» **REQUIRED TASKS**
• a. In the abstract on substance use during pregnancy, write out the stretch from "Previous studies have" through "risk of stillbirth." again, changing "smoking" to "tobacco use".
• b. Say whether each statement agrees with the abstract on substance use during pregnancy. Answer yes or no, and quote the words that decide it. (i) The database search was updated in November 2020. (ii) Studies from low-income countries were eligible. (iii) Twenty-two studies were included for analysis.

» **EXTRACTED TEXT**
== Segment start ==

Previous studies have associated substance use (alcohol, illicit drugs and smoking) to negative pregnancy outcomes, including higher risk of stillbirth.
This study aims to identify facilitators and barriers reported by women to remain substance free during pregnancy.
A systematic search was conducted in six databases from inception to March 2019 and updated in November 2020. Qualitative studies involving pregnant or post-partum women, from high-income countries, examining women's experiences of substance use during pregnancy were eligible. Meta-ethnography was used to facilitate this meta-synthesis.
Twenty-two studies were included for analysis. Internal barriers included the perceived emotional and social benefits of using substances such as stress coping, and the associated feelings of shame and guilt. Finding insensitive professionals, the lack of information and discussion about risks, and lack of social support were identified as external barriers. Furthermore, the social stigma and fear of prosecution associated with substance use led some women to conceal their use. Facilitators included awareness of the health risks of substance use, having intrinsic incentives and finding support in family, friends and professionals.
Perceived benefits, knowledge, experiences in health care settings, and social factors all play important roles in women's behaviours. These factors can co-occur and must be considered together to be able to understand the complexity of prenatal substance use.
Increased clinical and community awareness of the modifiable risk factors associated with substance use during pregnancy presented in this study, is necessary to inform future prevention efforts.

== Segment end ==

» **RECORDS**
== Segment start ==

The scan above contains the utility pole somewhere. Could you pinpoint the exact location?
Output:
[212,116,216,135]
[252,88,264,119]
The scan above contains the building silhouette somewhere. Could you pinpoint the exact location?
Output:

== Segment end ==

» **PER-TASK ANSWERS**
• a.
Previous studies have associated substance use (alcohol, illicit drugs and tobacco use) to negative pregnancy outcomes, including higher risk of stillbirth.

• b.
(i) Yes: "updated in November 2020"
(ii) No: "from high-income countries"
(iii) Yes: "Twenty-two studies were included for analysis"